Text:

Danke für die info!!!! Habe sofort auf der Seite bei Naturagart geschaut, absolut klasse!!!!

Danke und schöne Grüße Tobi


----------



## Cesdra (17. Aug. 2012)

*AW: Trübes Wasser*

Hallo alle zusammen,

ich bin neu hier, hauptsächlich aufgrund des Algenproblems in unserem Gartenteich. Ich hänge mich hier jetzt mal an das Thema an, da ich ja das gleiche Problem habe. Fotos habe ich gerade frisch gemacht und angehängt. Unser Teich ist ca. 10 Jahre alt und wurde im vergangenen Jahr komplett leer gepumpt, geschrubbt, mit Leitungswasser und Regenwasser (halb/halb) aufgefüllt, die Seerose stark zurück geschnitten und unsere Fische wurden wieder reingesetzt. Wir hatten auch vorher schon ein Algenproblem, nur kommt es mir jetzt nach der Reinigung noch schlimmer vor. Wir haben auch ein kleines Sumpfgebiet und da ist regelmäßig richtig dicker Algenschlick drin. Ich habe Angst, dass unsere Fische (Goldfische, Kois und undefinierbare Mischwerke) sterben, und das Wasser umkippt. Wir haben einen Teichfilter, ich weiß allerdings nicht welcher. Wir brauchen einen Neuen, ich bin mir aber unsicher welcher sich da am besten eignet (für Vorschläge bin ich dankbar!!!). Ich werde mich darum kümmern einige unserer Fische in neue Heimatteiche umzusiedeln. 
Ich bin für jeden Vorschlag und jeden Tipp dankbar. Ich fürchte, wenn nicht bald etwas geschiet, dann sterben die Fische. Der Teich liegt auch fast den ganzen Tag in der Sonne. Das lässt sich aber nicht mehr ändern. 

Schonmal "Danke" im Vorraus!


----------



## 69pflanzenfreund69 (17. Aug. 2012)

*AW: Trübes Wasser*

,

hast Du die Wasserwerte mal gemessen ? Falls möglich gleich den Teich mit einem Sonnensegel beschatten. Ein sep. Pflanzenfilter existiert nicht ? Und ein Spaltsieb ?

Für mich sieht der Teich wie ein 10.000 L + x aus und nicht nur 3000L - wie tief ist er ? Koihaltung sollte erst ab 10.000L mit dem ersten Koi beginnen. Ebenso ist eine vernünftige Vorabscheidung und Biofilterung notwendig. Zeig doch auch mal Deinen Filter.

Um kleinste Schwegealgen die meist die Trübung verursachen zu entfernen hat sich bei mir diese Idee sehr gut gemacht.

Die vielen Steine bei Tobi sind eigentlich kein geeignetes Substrat für Teiche, an ihnen haften Fadenalgen und in den Zwischenräumen sammelt sich Schmodder den man kaum rausbekommt - somit sind solche Teiche meist nie von Nährstoffen freizubekommen. Gewaschener Sand wäre hier besser. (PS: ich hatte damals auch diesen Fehler gemacht und nachträglich Sand aufgebracht)

Datensätze:
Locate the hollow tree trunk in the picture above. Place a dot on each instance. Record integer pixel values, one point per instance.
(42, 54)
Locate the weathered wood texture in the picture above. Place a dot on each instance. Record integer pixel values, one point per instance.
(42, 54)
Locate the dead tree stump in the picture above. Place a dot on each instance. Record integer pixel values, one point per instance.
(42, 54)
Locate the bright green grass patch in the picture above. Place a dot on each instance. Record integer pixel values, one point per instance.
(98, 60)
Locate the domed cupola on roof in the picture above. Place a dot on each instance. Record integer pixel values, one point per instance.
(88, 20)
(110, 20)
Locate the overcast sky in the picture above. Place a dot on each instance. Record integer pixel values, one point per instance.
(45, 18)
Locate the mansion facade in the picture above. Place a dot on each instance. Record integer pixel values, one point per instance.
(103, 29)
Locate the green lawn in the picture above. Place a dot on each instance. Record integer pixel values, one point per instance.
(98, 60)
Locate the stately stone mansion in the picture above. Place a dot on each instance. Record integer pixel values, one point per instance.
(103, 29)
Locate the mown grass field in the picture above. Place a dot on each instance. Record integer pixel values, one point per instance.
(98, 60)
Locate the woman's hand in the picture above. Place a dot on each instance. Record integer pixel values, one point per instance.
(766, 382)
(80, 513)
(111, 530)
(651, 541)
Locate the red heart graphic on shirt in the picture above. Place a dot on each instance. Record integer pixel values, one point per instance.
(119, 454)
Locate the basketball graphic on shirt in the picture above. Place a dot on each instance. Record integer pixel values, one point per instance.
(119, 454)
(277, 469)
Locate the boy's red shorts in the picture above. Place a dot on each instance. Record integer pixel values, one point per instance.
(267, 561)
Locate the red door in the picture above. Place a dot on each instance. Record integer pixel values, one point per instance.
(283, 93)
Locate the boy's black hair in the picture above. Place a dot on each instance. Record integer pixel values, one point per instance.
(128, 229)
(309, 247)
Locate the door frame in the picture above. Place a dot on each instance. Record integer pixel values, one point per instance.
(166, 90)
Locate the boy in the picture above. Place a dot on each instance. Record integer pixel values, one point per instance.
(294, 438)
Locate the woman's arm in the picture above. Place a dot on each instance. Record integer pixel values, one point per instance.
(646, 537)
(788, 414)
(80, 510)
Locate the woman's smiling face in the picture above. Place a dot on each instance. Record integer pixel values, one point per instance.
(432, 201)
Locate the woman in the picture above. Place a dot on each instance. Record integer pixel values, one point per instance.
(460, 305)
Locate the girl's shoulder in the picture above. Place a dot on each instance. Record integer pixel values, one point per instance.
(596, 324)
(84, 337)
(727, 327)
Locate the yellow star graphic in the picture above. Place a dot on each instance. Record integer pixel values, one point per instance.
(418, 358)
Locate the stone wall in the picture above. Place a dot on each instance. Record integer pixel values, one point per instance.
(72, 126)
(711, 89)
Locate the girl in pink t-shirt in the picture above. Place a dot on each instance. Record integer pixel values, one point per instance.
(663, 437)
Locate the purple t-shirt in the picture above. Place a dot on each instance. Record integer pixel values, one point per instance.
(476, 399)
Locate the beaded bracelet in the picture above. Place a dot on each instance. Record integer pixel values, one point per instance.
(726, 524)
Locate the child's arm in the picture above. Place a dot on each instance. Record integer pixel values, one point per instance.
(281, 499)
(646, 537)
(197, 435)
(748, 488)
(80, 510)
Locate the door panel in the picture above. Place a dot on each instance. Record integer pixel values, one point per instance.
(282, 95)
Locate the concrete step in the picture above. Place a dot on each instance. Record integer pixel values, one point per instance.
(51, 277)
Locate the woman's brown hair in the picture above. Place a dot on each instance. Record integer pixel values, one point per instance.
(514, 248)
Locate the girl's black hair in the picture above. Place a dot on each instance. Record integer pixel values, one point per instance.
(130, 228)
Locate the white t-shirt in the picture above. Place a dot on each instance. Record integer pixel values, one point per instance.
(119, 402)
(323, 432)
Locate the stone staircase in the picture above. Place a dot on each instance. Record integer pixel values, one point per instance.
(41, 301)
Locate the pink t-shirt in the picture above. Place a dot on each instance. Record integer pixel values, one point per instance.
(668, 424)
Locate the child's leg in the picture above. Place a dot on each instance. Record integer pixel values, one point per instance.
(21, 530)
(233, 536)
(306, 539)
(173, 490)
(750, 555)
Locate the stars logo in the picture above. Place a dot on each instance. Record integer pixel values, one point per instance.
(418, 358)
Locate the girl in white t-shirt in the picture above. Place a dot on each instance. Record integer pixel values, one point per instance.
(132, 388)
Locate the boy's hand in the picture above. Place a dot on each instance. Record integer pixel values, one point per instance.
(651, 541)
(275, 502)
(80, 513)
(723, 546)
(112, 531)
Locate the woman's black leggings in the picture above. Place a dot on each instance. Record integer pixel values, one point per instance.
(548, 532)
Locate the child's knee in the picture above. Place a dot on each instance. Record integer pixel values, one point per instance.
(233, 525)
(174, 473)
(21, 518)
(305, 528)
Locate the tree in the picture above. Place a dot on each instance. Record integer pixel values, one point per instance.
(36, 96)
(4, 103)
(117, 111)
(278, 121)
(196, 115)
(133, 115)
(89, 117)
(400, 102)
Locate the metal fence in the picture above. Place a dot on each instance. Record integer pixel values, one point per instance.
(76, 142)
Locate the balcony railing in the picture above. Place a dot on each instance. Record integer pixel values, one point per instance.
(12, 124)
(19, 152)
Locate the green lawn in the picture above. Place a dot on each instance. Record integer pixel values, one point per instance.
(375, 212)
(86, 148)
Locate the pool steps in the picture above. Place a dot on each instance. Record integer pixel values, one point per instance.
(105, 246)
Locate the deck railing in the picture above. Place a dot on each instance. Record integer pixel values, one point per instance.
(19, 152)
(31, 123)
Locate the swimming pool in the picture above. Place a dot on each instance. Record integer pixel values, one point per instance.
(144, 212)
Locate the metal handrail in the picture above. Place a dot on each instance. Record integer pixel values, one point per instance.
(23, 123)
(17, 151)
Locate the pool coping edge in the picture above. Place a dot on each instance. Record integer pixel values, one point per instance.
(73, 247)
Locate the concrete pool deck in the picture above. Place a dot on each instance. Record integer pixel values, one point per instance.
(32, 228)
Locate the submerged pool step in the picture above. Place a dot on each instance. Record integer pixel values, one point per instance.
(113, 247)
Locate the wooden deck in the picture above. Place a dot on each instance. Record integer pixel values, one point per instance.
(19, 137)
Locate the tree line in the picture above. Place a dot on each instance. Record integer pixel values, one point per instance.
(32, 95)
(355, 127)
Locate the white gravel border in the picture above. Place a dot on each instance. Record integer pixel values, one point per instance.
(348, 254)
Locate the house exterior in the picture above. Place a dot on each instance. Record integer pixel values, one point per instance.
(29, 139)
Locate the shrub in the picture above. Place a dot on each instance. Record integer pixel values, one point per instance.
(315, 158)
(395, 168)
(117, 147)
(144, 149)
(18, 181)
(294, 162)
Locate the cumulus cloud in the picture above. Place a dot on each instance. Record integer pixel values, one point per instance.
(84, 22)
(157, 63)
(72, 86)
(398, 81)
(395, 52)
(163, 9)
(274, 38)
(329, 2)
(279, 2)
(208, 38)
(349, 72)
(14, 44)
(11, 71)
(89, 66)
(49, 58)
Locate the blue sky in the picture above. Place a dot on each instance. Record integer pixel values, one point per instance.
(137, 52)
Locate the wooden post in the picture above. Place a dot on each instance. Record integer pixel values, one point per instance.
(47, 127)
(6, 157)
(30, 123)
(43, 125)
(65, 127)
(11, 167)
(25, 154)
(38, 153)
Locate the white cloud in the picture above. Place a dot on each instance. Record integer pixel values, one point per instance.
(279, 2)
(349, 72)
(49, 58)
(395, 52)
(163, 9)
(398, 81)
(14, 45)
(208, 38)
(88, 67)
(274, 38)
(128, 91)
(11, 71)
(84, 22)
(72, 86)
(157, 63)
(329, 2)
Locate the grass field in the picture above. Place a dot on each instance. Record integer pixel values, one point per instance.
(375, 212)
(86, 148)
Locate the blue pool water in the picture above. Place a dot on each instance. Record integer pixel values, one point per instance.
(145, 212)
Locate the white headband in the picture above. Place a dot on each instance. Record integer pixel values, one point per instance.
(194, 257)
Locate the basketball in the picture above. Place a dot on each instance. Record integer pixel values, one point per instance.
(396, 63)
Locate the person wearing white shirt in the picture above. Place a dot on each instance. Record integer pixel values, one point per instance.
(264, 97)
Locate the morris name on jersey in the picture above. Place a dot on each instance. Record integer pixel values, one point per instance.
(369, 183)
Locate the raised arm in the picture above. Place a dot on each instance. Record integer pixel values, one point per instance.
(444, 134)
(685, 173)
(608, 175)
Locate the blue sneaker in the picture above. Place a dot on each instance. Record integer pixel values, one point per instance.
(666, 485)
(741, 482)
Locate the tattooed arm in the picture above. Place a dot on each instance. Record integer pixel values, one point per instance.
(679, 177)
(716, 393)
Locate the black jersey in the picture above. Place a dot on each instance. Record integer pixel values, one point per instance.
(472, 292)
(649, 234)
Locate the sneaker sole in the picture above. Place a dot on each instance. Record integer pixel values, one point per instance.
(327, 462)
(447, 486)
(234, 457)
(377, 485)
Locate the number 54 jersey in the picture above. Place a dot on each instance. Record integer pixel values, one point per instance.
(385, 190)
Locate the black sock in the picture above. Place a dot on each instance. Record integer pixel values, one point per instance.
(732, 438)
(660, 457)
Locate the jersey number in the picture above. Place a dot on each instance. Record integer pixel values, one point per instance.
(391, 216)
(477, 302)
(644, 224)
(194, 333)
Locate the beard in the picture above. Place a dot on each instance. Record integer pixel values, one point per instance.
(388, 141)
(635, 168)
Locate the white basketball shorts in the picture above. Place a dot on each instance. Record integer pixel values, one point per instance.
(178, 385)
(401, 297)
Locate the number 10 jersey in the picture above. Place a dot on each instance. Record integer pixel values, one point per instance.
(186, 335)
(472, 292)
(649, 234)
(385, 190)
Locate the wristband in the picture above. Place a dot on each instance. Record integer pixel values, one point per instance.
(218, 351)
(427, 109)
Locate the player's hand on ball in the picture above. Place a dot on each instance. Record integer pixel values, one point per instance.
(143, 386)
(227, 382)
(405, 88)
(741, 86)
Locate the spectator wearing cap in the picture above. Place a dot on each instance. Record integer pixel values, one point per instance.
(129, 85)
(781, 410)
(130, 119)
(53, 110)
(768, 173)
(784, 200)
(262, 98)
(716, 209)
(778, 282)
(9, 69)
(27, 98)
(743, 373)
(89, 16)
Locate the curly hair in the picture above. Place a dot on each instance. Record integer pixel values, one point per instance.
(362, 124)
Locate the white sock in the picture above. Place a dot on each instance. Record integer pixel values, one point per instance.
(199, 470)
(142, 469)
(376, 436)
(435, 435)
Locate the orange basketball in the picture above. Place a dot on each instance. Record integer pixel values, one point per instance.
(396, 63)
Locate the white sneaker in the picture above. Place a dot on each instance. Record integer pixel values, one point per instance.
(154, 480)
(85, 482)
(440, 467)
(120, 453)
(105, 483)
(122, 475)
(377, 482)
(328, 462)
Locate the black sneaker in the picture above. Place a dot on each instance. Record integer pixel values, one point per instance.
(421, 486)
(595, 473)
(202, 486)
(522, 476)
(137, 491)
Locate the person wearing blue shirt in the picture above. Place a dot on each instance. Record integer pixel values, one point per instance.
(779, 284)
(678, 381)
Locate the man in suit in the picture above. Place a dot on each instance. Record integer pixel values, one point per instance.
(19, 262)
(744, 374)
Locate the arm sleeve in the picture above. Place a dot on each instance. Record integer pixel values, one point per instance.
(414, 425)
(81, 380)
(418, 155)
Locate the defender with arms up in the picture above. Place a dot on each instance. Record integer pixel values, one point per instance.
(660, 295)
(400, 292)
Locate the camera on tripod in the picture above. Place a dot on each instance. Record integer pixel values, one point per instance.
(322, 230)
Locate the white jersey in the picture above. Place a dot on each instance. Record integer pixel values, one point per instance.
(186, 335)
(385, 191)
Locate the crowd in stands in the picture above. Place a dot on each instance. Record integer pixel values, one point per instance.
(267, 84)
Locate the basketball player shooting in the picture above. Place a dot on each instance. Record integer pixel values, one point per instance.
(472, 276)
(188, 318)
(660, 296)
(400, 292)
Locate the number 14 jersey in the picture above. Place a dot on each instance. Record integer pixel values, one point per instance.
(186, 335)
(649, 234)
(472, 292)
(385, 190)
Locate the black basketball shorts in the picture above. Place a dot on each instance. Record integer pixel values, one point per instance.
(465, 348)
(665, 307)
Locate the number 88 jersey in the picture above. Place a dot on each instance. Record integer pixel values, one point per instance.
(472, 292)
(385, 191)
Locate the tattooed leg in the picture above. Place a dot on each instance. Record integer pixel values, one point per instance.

Aufgaben:
1 – Ab welcher Wassermenge sollte die Koihaltung laut dem Text beginnen?
2 – Gib aus dem Text den Abschnitt von „hast Du die“ bis „mal Deinen Filter.“ wörtlich wieder.

Lösungen:
1 – Ab 10.000 Litern.

2 –
hast Du die Wasserwerte mal gemessen ? Falls möglich gleich den Teich mit einem Sonnensegel beschatten. Ein sep. Pflanzenfilter existiert nicht ? Und ein Spaltsieb ?

Für mich sieht der Teich wie ein 10.000 L + x aus und nicht nur 3000L - wie tief ist er ? Koihaltung sollte erst ab 10.000L mit dem ersten Koi beginnen. Ebenso ist eine vernünftige Vorabscheidung und Biofilterung notwendig. Zeig doch auch mal Deinen Filter.